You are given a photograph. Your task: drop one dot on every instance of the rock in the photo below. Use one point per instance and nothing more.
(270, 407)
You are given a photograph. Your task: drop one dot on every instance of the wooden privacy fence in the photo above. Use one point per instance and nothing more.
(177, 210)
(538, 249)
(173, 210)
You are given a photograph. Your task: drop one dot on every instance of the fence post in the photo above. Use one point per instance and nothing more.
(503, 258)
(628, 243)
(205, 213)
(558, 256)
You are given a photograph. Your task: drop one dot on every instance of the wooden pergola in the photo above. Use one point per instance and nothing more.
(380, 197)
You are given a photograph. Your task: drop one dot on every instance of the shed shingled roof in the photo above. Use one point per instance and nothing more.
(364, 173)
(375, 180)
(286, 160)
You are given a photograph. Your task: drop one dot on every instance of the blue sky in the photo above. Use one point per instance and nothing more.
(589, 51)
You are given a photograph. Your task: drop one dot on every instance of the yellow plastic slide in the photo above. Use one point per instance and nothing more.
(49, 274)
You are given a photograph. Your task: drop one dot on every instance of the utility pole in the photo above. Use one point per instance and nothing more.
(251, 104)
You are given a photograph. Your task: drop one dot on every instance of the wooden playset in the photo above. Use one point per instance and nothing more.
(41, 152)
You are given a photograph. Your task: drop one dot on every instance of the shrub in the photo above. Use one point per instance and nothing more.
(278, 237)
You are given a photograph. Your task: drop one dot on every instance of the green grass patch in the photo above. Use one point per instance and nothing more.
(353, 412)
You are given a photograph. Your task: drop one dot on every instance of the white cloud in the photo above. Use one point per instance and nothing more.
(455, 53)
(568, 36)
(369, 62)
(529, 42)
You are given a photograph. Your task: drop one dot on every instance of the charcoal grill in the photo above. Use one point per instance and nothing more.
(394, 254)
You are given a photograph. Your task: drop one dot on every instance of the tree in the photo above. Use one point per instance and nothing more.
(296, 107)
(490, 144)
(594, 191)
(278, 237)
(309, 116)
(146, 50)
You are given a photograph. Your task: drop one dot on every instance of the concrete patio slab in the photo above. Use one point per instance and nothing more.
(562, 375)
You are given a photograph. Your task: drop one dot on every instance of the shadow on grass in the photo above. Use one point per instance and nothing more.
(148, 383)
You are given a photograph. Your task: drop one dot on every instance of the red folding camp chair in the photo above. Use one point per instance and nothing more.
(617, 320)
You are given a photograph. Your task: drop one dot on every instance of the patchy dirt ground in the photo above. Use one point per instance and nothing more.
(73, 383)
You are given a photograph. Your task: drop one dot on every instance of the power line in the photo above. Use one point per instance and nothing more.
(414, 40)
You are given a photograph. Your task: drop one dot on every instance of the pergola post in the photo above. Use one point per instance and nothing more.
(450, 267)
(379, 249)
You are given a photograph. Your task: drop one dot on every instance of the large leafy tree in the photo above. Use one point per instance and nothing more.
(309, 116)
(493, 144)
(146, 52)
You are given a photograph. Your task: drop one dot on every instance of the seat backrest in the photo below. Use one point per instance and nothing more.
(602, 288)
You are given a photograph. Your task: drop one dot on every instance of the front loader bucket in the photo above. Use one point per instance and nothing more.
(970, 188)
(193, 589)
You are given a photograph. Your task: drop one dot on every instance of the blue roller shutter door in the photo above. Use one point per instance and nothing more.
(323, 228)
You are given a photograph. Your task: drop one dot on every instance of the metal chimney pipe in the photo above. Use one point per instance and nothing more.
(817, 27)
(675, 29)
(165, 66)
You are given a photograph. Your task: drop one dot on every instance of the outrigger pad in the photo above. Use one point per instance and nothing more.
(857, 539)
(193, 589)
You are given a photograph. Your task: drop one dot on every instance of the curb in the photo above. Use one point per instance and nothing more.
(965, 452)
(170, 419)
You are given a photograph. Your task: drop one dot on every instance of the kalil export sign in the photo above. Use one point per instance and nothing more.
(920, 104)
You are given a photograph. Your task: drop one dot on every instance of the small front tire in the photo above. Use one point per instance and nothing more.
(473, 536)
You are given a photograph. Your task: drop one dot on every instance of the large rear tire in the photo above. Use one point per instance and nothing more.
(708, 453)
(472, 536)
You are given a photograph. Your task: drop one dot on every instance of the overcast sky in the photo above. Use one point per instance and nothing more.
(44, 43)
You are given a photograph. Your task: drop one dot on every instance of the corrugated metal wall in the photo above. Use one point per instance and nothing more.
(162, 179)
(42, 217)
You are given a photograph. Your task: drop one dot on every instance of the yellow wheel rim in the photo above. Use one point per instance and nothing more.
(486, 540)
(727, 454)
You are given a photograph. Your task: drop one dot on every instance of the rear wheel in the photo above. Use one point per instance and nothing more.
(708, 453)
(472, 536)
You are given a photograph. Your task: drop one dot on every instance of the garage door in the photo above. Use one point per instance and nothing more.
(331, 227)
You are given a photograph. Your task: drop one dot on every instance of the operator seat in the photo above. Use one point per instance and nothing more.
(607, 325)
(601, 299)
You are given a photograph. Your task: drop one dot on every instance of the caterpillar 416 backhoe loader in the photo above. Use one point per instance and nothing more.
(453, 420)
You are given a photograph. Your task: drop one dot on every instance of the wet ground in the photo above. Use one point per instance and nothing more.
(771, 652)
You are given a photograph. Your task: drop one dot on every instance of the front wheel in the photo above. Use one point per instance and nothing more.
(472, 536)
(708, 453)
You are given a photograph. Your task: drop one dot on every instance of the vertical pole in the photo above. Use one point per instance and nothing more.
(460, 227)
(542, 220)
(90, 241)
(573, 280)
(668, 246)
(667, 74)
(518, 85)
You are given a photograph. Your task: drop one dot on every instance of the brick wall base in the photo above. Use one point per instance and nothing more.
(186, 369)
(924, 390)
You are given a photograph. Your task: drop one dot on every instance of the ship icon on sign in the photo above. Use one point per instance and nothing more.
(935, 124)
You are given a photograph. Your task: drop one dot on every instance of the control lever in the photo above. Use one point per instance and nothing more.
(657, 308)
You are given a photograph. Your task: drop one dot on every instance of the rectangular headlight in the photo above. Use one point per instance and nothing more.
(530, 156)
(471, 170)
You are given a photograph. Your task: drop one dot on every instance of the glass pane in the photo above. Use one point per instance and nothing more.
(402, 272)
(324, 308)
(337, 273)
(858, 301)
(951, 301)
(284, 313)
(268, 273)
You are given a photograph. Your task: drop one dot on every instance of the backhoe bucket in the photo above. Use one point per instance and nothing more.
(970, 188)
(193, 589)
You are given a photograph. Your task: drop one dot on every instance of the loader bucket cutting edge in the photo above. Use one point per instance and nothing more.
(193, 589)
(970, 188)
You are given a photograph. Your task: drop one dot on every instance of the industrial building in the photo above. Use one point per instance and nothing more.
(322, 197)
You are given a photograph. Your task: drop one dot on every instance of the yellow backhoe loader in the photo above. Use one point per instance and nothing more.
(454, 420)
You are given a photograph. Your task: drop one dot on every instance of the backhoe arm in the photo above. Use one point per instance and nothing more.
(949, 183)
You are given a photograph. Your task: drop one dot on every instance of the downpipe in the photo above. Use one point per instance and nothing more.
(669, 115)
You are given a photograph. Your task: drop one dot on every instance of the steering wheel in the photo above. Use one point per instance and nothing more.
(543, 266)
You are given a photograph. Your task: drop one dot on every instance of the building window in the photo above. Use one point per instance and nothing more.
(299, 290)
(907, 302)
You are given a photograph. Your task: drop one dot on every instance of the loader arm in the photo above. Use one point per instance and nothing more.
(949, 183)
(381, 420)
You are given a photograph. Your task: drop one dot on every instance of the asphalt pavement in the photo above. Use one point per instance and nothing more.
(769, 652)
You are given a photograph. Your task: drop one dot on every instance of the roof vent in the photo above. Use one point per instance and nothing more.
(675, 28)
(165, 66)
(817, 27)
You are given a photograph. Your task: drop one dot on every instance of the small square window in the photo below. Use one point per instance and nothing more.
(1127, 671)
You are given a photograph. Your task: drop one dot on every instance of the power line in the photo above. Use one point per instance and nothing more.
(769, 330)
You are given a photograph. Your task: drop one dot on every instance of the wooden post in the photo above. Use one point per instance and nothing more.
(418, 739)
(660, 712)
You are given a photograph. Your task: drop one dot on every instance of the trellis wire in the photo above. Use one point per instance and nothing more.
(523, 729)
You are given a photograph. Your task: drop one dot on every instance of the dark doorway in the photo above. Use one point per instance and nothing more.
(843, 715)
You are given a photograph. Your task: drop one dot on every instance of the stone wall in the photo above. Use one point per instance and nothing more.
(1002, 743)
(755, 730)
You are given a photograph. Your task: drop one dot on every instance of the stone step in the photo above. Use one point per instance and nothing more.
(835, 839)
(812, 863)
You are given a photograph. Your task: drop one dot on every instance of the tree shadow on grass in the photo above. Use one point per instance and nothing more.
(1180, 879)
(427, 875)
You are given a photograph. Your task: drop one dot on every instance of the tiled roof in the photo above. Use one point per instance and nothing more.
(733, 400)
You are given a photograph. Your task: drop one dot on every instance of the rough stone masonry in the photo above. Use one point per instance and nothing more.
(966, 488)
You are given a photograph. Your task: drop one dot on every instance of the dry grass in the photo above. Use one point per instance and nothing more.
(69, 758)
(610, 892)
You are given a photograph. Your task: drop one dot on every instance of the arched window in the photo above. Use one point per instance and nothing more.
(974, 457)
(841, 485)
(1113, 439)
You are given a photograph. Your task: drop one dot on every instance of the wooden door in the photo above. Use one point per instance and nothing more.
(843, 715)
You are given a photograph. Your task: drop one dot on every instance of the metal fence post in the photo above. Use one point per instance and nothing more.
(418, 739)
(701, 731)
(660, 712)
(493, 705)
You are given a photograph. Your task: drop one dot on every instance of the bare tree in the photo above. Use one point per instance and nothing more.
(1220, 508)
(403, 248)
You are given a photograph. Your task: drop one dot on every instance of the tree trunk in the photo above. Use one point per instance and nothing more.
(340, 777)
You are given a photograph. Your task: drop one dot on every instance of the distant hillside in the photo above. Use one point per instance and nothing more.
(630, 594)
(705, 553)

----------------------------------------

- EXERCISE DESCRIPTION
Everything from the line with "the tree trunk" through the last line of the material above should be echoed exactly, and nothing else.

- TASK ANSWER
You are given a photograph. Your task: drop one dot on every instance of the tree trunk in the photo above. Use one point per instance and nothing more.
(340, 777)
You are given a photograph. Your task: drop one dot on every instance of the distant hillside in the photo above. Use one point per instance and nothing more.
(630, 594)
(705, 553)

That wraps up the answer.